● The data:
Start of Block

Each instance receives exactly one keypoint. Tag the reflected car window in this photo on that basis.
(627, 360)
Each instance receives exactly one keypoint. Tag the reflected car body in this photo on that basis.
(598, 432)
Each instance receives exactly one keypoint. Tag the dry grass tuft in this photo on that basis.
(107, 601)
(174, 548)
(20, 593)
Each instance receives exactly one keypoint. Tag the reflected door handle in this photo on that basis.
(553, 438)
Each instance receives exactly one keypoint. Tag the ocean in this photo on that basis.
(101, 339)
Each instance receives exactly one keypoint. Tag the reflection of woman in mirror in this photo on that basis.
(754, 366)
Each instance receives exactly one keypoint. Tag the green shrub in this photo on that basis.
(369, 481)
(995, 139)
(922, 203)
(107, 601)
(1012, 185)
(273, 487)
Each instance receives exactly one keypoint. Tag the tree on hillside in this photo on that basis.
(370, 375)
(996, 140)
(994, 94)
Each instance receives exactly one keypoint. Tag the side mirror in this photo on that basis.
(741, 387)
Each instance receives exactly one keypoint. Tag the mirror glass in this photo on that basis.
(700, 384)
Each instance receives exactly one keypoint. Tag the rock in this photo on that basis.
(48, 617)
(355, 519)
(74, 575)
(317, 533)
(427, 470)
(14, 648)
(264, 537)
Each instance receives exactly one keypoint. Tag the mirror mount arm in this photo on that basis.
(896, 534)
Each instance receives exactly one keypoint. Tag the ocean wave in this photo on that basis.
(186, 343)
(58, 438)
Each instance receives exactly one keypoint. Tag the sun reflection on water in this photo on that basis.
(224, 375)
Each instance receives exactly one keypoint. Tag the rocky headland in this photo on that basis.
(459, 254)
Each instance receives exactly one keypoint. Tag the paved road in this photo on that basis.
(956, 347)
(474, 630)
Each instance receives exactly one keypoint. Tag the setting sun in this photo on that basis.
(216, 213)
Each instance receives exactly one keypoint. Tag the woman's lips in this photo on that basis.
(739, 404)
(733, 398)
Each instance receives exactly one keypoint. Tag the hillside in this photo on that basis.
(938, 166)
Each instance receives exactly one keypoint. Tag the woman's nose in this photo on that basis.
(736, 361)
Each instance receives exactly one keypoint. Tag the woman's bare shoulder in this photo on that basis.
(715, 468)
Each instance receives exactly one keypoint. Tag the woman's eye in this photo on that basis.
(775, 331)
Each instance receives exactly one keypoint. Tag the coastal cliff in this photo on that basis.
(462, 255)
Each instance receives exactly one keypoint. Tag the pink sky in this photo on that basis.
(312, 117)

End of Block

Return the material exactly as it stands.

Each instance receives exactly one keypoint. Tag the reflected car window in this photo on that basis.
(627, 360)
Each instance receives exactly one keypoint. Tag the reflected car body in this photo on that basis.
(598, 432)
Each instance receives exactly one keypoint. Tag the dry grass tuft in this photo on that basis.
(107, 601)
(174, 548)
(20, 593)
Each instance receives exactly one keypoint. Tag the reflected door handle in this photo on that basis.
(553, 438)
Each instance receives exactly one keypoint. Tag the ocean in this photo on that basis.
(101, 339)
Each instance receives exactly one keypoint. Tag the reflection of woman in mirror in this photo on that basis.
(754, 366)
Each instance receives exactly one keypoint. Tag the green shrub in this photo on that basis.
(369, 481)
(995, 139)
(922, 203)
(107, 601)
(1012, 185)
(273, 487)
Each instance receives exactly one keypoint. Tag the tree on hillside in this photo on that basis.
(370, 375)
(996, 140)
(994, 94)
Each instance receives exactly one keypoint. Tag the side mirror in this photo on that basis.
(741, 387)
Each instance receives exactly one keypoint. Tag the mirror glass in this photo on that basis.
(700, 384)
Each instance receives exactly one keypoint. Tag the rock in this photo on that basis.
(48, 617)
(355, 519)
(74, 575)
(317, 533)
(427, 470)
(14, 648)
(264, 537)
Each instance receives exactly one keypoint. Tag the mirror mount arm in this photo on that basis.
(896, 534)
Each instance receives exactly one keypoint. Tag the ocean wave in this photo on that basis.
(186, 343)
(58, 438)
Each instance receives exactly one keypoint. Tag the sun reflection on water in this photo on that basis.
(224, 375)
Each instance receives exactly one keypoint. Tag the rocky headland in this photo on that basis.
(459, 254)
Each instance receives exactly one keypoint. Tag the paved road in this photo on that basis.
(956, 347)
(474, 630)
Each instance receives exactly one keypoint. Tag the setting sun in this photo on that basis.
(216, 213)
Each instance receives exactly one keypoint. Tag the woman's lips in this photo on that basis.
(739, 404)
(733, 398)
Each instance receives exactly one keypoint. Tag the hillside in this photo on that basis.
(938, 166)
Each instance receives exactly one keypoint. Tag the woman's nose in this photo on that basis.
(736, 361)
Each instance receives exactly one keypoint. Tag the woman's bare shoulder in this photo on that basis.
(715, 468)
Each instance receives exactly one keypoint. Tag the woman's eye in this photo on that basis.
(775, 331)
Each instance receives exactly one keypoint. Tag the coastal cliff in this photo on that basis.
(462, 255)
Each instance receives exactly one keypoint. Tag the pink sky in this photo on that basis.
(312, 117)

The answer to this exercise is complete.